Thursday, April 02, 2009

KNOWING (it isn't going to make any difference, but...)

Knowing is an end-of-the-world flick with a curious mix between science and mysticism. I hesitate to say 'religion', because I don't think it's that.

The ending reminded me of The Quiet Earth—a 1985 New Zealand film. For those who know that movie, it'll be a tantalizing hint.

Despite its grimness I would consider Knowing an optimistic movie. No doubt those believing firmly that science is 'it'—whatever they understand to be 'science'; which they probably don't, even if they are often 'scientists' themselves—will cringe at the contents, but since the debate of 'random' versus 'hidden variables' is unresolved and will forever remain that way (because it's in principle unresolvable!) we'll just have to let them cringe.

What I can talk about without inserting spoilers is that Knowing, more so than other disaster movies, rubs in the notion that you really, really need to get a sense of perspective in your life. Like seriously so.

> **Data excerpts**

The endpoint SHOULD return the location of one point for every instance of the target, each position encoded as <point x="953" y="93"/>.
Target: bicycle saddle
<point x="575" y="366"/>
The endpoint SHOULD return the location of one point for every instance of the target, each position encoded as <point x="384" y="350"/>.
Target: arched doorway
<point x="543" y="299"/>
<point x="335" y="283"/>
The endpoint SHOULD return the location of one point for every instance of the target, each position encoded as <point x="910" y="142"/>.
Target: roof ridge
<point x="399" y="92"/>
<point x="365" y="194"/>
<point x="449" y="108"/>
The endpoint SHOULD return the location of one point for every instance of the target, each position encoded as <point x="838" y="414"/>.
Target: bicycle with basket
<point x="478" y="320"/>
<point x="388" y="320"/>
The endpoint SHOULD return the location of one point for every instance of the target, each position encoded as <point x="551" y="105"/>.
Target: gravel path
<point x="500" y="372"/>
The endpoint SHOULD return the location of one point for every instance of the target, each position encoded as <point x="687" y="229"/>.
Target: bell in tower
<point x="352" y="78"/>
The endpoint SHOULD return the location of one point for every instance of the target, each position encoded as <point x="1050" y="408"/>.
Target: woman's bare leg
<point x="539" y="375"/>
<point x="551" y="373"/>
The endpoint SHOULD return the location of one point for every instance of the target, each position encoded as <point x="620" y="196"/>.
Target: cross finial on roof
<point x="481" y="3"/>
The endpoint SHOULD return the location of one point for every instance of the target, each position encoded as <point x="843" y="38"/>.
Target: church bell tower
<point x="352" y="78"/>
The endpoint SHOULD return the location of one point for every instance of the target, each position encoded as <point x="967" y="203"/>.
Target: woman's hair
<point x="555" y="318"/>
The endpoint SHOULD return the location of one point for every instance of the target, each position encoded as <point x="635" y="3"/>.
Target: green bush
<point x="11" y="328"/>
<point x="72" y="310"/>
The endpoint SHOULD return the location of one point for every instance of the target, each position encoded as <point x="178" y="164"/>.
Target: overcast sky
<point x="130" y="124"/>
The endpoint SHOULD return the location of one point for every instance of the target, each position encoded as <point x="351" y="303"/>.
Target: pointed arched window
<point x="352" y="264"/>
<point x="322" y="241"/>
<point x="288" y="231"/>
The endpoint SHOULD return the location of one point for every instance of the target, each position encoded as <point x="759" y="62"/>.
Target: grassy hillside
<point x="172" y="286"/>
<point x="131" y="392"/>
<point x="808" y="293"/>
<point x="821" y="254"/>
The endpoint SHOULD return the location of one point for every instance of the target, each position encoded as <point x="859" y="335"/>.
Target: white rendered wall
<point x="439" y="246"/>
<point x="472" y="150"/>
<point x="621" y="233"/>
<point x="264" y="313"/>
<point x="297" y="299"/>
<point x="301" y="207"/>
--
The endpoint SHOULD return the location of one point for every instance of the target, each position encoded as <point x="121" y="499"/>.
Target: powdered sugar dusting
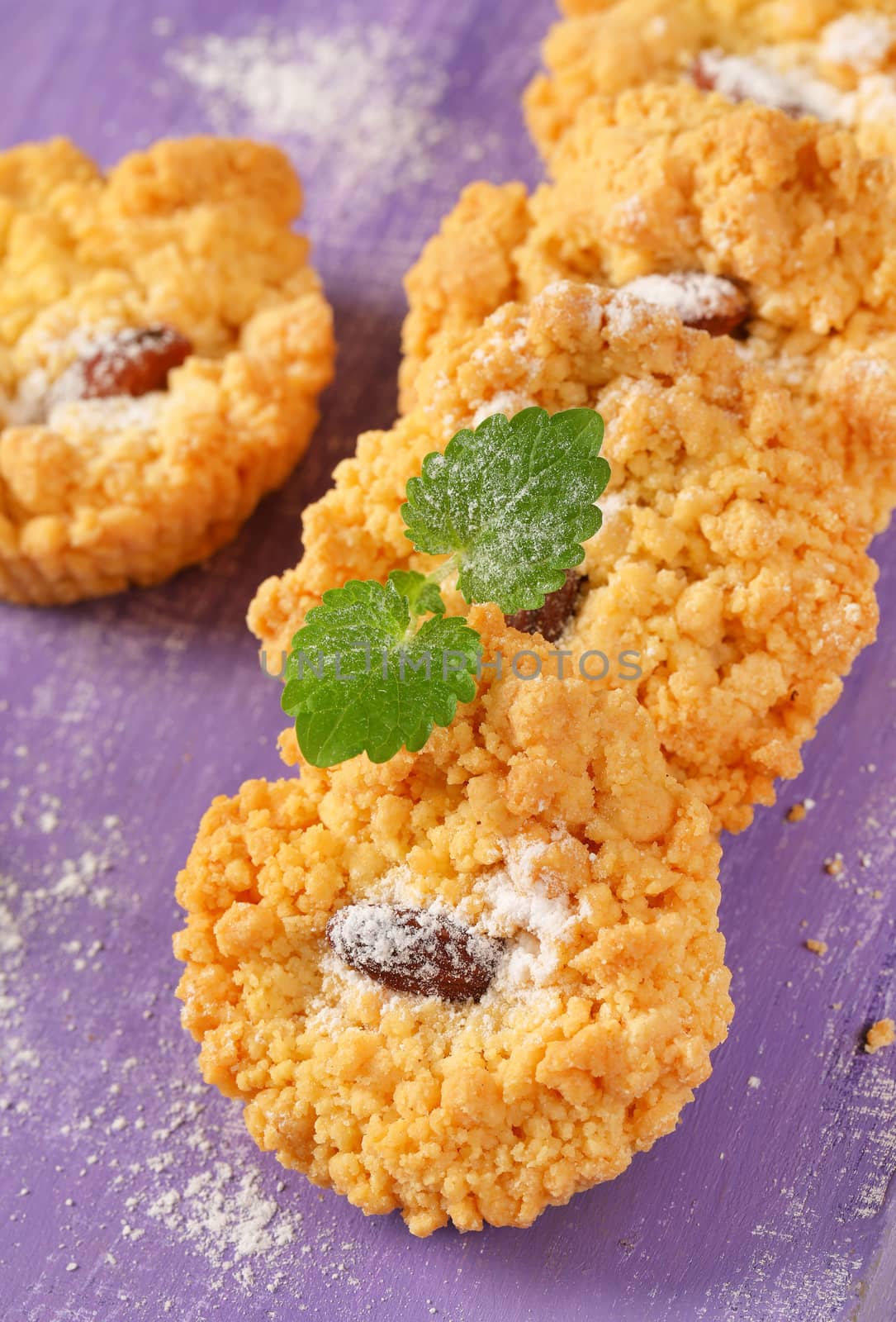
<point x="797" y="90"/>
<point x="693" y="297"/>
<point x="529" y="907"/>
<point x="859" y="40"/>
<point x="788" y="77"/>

> **Required tasks**
[a] Count the lines of the records that contain the word "bell". Reply with the number alone.
[b] Go on with the review of the film Knowing, picking up after its final sentence.

> **Set of answers**
[a] 2

[b]
Or, I sometimes wonder, is it actually asking too much of people; or expecting too much of them? Maybe we're talking about a 'limited capacity' situation here, that applies to most. Or maybe it's actually about what one might called 'education'; the kind that needs to be with us from childhood. But, since our schools are governed and operated by people who don't have a sense of perspective, and since most parents don't have that either, how can anybody expect—except if it happens by shit luck—that kids growing up will be 'educated' into those kinds of 'perspective' kinds of thinking patterns? The blind leading the blind and all that.

What is asking too much? Well, just that people tread the thin line between doing what needs to be done and living their lives, yet not getting carried away, remembering that everybody is just a heartbeat away from extinction—as is the whole damn species and everything else on this planet. We just don't know what's coming. We can plan and scheme and do our best to have those things that we can help along here and there work out as they should, and maybe they will. But there is a mind-numbing multitude of things we'll never control.

I suppose one could argue that this can induce hopelessness or fatalism, and maybe therefore one shouldn't expect of people to pull their heads out of the sand and take a good look around. Denial is so much more comforting, is it not?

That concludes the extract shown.